(Data identifikasi posisi)
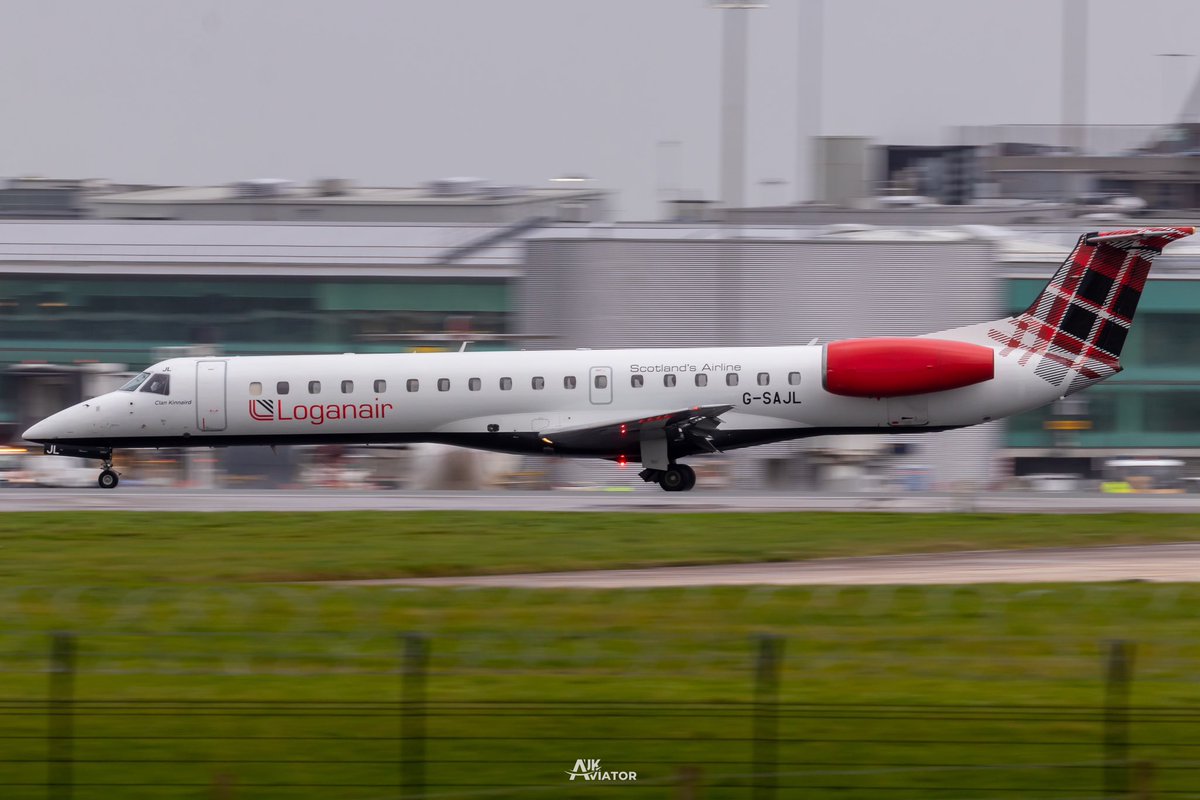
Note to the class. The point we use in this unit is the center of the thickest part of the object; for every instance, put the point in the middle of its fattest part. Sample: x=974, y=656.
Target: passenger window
x=159, y=384
x=135, y=382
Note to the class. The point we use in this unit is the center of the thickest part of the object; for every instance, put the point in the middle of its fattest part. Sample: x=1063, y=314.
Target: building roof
x=107, y=247
x=348, y=196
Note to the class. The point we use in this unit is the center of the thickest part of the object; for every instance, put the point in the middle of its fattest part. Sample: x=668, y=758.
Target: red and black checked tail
x=1078, y=325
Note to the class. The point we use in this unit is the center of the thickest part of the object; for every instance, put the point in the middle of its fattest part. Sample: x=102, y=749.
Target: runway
x=1155, y=563
x=641, y=499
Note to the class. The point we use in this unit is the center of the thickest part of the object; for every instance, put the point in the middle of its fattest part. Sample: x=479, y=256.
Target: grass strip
x=90, y=548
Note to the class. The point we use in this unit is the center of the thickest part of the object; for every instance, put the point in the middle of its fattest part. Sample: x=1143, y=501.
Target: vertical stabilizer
x=1078, y=325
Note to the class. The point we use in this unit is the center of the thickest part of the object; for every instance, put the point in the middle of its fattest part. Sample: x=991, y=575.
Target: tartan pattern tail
x=1078, y=325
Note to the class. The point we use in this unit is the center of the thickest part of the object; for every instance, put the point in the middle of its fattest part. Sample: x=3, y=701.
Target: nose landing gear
x=676, y=477
x=108, y=476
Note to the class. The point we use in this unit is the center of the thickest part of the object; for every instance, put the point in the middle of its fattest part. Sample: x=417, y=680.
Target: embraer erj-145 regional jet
x=651, y=405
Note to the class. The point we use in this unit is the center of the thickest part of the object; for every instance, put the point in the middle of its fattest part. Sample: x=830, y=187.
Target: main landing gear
x=108, y=479
x=676, y=477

> [Rumusan soal]: Tuliskan kembali seluruh baris data di atas, mulai dari baris yang memuat "Sample: x=668, y=758." sampai baris yang memuat "x=641, y=499", kedua ujungnya ikut, tanpa melewatkan satu baris pun. Geser setiap koordinat jawaban dengan menambahkan 16 pada tiap angkanya, dan biarkan angka lain tetap seperti semula.

> [Jawaban tertulis]:
Note to the class. The point we use in this unit is the center of the thickest part of the object; for every instance, put the point in the middle of its fattest part. Sample: x=668, y=758.
Target: red and black checked tail
x=1094, y=341
Note to the class. The point we use in this unit is the center of the thickest part of the object; for every instance, put the point in the middle of its fattest part. Sample: x=102, y=749.
Target: runway
x=1171, y=579
x=657, y=515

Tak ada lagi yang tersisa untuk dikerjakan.